**PROVIDED MATERIAL**
________________________________________
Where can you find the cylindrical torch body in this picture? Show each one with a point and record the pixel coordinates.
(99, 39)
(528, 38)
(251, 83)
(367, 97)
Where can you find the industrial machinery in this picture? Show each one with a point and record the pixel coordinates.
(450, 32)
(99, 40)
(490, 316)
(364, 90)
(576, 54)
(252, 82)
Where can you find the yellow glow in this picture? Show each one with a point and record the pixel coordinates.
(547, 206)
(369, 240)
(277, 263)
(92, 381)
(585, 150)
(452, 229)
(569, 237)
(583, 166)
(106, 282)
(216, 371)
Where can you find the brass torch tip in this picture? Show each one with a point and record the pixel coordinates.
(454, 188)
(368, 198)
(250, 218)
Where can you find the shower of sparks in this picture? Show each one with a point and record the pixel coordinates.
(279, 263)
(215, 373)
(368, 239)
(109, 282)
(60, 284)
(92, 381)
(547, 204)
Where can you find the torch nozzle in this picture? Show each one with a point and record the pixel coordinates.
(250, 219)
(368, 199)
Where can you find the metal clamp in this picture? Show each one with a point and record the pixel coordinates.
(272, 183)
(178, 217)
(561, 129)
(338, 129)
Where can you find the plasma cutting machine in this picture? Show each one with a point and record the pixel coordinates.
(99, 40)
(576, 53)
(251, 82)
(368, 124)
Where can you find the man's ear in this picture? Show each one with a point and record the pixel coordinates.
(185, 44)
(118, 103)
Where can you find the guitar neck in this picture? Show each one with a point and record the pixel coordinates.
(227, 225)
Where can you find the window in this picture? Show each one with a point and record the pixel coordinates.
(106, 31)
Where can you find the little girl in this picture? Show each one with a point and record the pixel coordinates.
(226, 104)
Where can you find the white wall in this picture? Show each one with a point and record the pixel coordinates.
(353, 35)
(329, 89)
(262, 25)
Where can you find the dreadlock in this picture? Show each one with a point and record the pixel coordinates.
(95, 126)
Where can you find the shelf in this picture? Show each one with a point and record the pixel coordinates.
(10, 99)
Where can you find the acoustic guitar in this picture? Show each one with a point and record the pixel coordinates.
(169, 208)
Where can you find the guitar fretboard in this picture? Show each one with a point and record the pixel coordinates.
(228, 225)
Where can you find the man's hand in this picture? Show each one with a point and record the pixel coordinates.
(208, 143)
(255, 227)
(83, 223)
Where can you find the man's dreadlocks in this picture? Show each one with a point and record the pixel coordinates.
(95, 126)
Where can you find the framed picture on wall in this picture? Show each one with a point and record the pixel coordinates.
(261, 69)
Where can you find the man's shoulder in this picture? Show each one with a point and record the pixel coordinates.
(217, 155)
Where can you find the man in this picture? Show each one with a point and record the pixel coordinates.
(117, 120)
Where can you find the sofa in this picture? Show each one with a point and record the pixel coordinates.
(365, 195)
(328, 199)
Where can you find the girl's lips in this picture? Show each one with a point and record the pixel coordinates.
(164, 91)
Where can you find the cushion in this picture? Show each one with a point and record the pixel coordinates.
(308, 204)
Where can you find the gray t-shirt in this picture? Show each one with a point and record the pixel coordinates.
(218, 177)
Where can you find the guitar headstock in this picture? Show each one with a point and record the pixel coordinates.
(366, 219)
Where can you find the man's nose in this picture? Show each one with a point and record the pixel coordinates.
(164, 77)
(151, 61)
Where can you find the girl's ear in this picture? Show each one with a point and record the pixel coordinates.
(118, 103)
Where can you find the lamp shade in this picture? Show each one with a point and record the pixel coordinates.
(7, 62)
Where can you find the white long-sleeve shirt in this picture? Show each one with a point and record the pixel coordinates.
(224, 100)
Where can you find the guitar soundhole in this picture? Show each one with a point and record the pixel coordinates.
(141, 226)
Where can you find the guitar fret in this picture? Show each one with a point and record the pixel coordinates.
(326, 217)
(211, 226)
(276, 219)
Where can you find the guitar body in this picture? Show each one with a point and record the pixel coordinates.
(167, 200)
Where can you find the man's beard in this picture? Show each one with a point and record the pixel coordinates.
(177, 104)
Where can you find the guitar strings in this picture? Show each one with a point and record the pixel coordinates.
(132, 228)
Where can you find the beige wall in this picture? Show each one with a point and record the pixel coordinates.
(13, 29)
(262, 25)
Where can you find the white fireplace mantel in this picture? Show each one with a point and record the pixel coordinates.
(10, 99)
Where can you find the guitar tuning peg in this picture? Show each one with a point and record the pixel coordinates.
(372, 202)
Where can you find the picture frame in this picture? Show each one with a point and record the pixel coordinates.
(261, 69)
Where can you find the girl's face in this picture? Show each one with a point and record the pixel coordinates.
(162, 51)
________________________________________
**TO DO**
Repeat the entries word for word. Skip none of them.

**OUTPUT BELOW**
Where can you find the cylindrical torch body in this picture? Show each one with a point and record the pixel coordinates.
(99, 39)
(528, 38)
(251, 83)
(367, 97)
Where can you find the industrial machinery in this picture? Show each one with a point and record the pixel coordinates.
(450, 32)
(99, 40)
(490, 316)
(364, 90)
(576, 54)
(252, 82)
Where can you find the yellow glow in this picture? Show each one with a point and record the pixel coordinates.
(547, 206)
(369, 240)
(277, 263)
(92, 381)
(585, 150)
(452, 229)
(569, 237)
(583, 166)
(106, 282)
(216, 371)
Where can you find the brass torch tip in this picture? Show each one with a point and record the pixel coordinates.
(454, 188)
(368, 198)
(250, 218)
Where can you find the shower of sparks in this picture? Show each one with a point and record the pixel coordinates.
(279, 263)
(215, 373)
(368, 239)
(109, 282)
(60, 284)
(92, 381)
(547, 204)
Where can you find the torch nozzle in this picture? Show each one with a point and record the pixel coordinates.
(250, 219)
(368, 199)
Where can you find the metal clamp in this picture? Show each one with a point and record the pixel coordinates.
(272, 183)
(178, 217)
(561, 129)
(338, 129)
Where can you find the plasma cutting machine in this picture? Show each one with a point and record the pixel coordinates.
(99, 40)
(576, 53)
(251, 82)
(368, 124)
Where can you find the man's ear in this picture? Show each one with a point and record the pixel coordinates.
(185, 44)
(118, 103)
Where can you find the guitar neck in this picture? Show each one with a point and record the pixel coordinates.
(227, 225)
Where can you find the window in this picture? Show each one with a point and record the pixel coordinates.
(106, 31)
Where can you find the little girl in this picture? Show each one with a point and record the pixel coordinates.
(226, 104)
Where can you find the white wall in this picture? Show each one with a point and record the pixel coordinates.
(353, 35)
(329, 89)
(262, 25)
Where can you find the dreadlock in this picture? Show each one with a point and record the pixel coordinates.
(95, 126)
Where can you find the shelf in this picture? Show each one with a point and record the pixel coordinates.
(10, 99)
Where can you find the acoustic guitar in this picture? Show each one with a point and record the pixel coordinates.
(169, 208)
Where can you find the guitar fretboard in this picture? Show each one with a point and record the pixel coordinates.
(228, 225)
Where can you find the man's hand in this picture? Show each one with a point and record the pixel coordinates.
(208, 143)
(255, 227)
(83, 223)
Where can you find the man's dreadlocks in this picture? Show each one with a point and record the pixel coordinates.
(95, 126)
Where can you find the framed picture on wall in this picture? Show each one with a point and record the pixel coordinates.
(261, 69)
Where can you find the man's shoulder in this picture? Show each one with a point and record the pixel coordinates.
(217, 155)
Where can you find the man in this picture? Show each one with a point and record the pixel coordinates.
(117, 120)
Where can you find the sofa in this picture? Show each one with a point and record the pixel coordinates.
(365, 195)
(328, 199)
Where can you find the girl's lips in this picture? Show each one with a point and record the pixel coordinates.
(164, 91)
Where can you find the cushion in this picture? Show each one with a point and record the pixel coordinates.
(308, 204)
Where can you find the gray t-shirt in this picture? Show each one with a point and record the pixel coordinates.
(218, 177)
Where can you find the guitar headstock in this picture? Show each one with a point and record the pixel coordinates.
(366, 219)
Where can you find the man's nose in this picture? Show each one with a point and record the pixel coordinates.
(164, 77)
(151, 61)
Where can you find the girl's ear in this picture? Show each one with a point and record the pixel coordinates.
(118, 103)
Where can you find the lamp shade in this picture? Show each one with a point and record the pixel coordinates.
(7, 62)
Where can you find the white long-sleeve shirt in this picture? Show each one with a point and record the pixel coordinates.
(224, 100)
Where can you find the guitar soundhole in this picture? Show each one with a point and record the pixel coordinates.
(141, 226)
Where can you find the guitar fret in this picture? Show each one with a point and record the pixel coordinates.
(326, 217)
(211, 226)
(276, 219)
Where can you find the guitar body in this picture? Show each one with a point and record the pixel coordinates.
(167, 200)
Where can you find the man's beard in this picture? Show each one with a point and record the pixel coordinates.
(177, 104)
Where can you find the guitar strings in this picture? Show each one with a point and record the pixel coordinates.
(132, 228)
Where can you find the beige wall in this picture? Show each one with a point and record the pixel coordinates.
(13, 29)
(262, 25)
Where can you find the white fireplace mantel in this picture? Show each one with a point and record the pixel coordinates.
(10, 99)
Where can you find the guitar tuning peg in this picture? Show each one with a point and record the pixel coordinates.
(372, 202)
Where can you find the picture frame in this picture? Show each one with a point and record the pixel coordinates.
(261, 69)
Where can you find the girl's face in this picture? Show each one with a point and record the pixel coordinates.
(162, 51)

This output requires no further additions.